Both men’s memories of Meath are coloured by loss. Each experienced the death of a parent at an early age. McSweeney’s father, a very capable painter himself, was killed prematurely in a tragic accident. Smyth’s mother was suddenly taken ill one summer in Meath and died within months.

Sadness, for both, does not eclipse fond memories and affection, and family links serve to strengthen their sense of connection to the place and its people. When Solstice director Belinda Quirke proposed that Smyth might develop work centred on his experience of Meath he quickly warmed to the idea.

When Quirk wondered if there was a visual artist with whom he might work in tandem, he immediately thought of McSweeney, widely regarded as the finest painter of the Irish landscape of his generation.

The two had known each other for many years. Smyth was aware of McSweeney’s Meath connections, but it struck him that he had never seen a painting of a Meath location by him. And he is an artist who is acutely sensitive to place. Witness the sweep and colour of his Ballyconnell work, reflecting the horizontality of the landscape with its broad bands of land, sea and sky, as distinct from the steep moodiness of his Wicklow paintings. McSweeney reacted positively to the suggestion that he might look to the Meath landscape.

Neither, though, knew how the process might develop. Gradually it emerged that they might jointly and individually explore their links with Meath. Each would develop a body of work, and the two bodies should be complementary.

The idea was that both would revisit the areas they knew, and they would meet and talk. “The whole project is about memory,” Smyth explains. “The countryside of memory.” In that regard, he was aware that Meath figured in a significant number of his existing poems in just that sense.

As many as 18 of the poems in The Fullness of Time, his volume of selected poems, are tied to the county. "I even wondered if I had written Meath out of my system," he said. "But I thought I would probably get a few more poems by spending time there again." It was, he pointed out, nearly 50 years since he had enjoyed summers there. In the event, he was inspired to write many more poems than the 10 or 12 that he had optimistically thought possible.

He was impressed that, wherever they were in Meath, people knew exactly who McSweeney was, and his easy, affable manner blended in effortlessly with the local tempo. Bit by bit, the modest group of watercolours he envisaged grew to a substantial body of works on paper. Poet and painter visited Meath separately, and they met up there; Smyth also visited McSweeney’s studio in Sligo. They discussed their recollections.

“We found that the places we remembered overlapped in various ways,” says Smyth. Clongill is, after all, “not much more than the proverbial stone’s throw” from his mother’s family home. McSweeney spoke of the character of the countryside as dominated by trees and bog. That struck a chord.

Huckleberry Finn

Trees have featured recurrently in Smyth's own poetry, and he thought of the Meath poet Francis Ledwidge. Writing home to a Wilkinstown resident, Lizzie Healy, in 1915, Ledwidge "asks her to 'remember me to the bog and all the trees around Wilkinstown'."

### [RECORDS SHOWN]
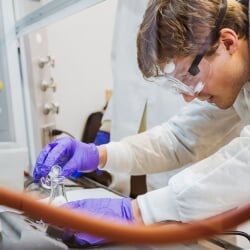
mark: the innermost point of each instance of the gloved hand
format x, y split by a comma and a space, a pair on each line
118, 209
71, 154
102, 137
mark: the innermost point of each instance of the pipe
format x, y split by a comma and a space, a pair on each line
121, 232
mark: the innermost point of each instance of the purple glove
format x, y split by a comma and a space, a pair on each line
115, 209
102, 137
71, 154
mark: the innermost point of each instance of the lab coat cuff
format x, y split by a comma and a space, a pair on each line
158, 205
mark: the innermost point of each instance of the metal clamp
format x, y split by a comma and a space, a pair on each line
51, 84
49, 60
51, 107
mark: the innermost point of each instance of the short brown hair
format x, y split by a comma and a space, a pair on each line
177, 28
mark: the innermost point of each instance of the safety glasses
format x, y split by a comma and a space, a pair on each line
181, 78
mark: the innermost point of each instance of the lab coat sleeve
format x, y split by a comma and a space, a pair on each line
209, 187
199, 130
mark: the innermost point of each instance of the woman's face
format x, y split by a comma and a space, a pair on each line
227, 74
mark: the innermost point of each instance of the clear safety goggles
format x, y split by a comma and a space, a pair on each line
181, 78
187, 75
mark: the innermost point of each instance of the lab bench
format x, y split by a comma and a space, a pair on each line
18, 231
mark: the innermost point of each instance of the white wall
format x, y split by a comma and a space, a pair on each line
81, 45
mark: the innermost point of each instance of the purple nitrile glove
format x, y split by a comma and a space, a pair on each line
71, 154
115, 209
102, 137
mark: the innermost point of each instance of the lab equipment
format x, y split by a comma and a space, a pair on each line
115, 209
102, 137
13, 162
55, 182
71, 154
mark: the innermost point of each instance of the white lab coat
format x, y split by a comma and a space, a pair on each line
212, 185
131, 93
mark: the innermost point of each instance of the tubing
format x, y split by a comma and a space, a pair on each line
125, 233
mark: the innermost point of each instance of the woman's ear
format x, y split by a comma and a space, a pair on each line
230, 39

...

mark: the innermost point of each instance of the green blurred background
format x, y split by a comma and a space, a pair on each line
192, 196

### [DIRECTIONS]
Please copy the part of the Meath article between "Neither, though, knew" and "should be complementary.", inclusive.

### [RESULT FOR THIS EXERCISE]
Neither, though, knew how the process might develop. Gradually it emerged that they might jointly and individually explore their links with Meath. Each would develop a body of work, and the two bodies should be complementary.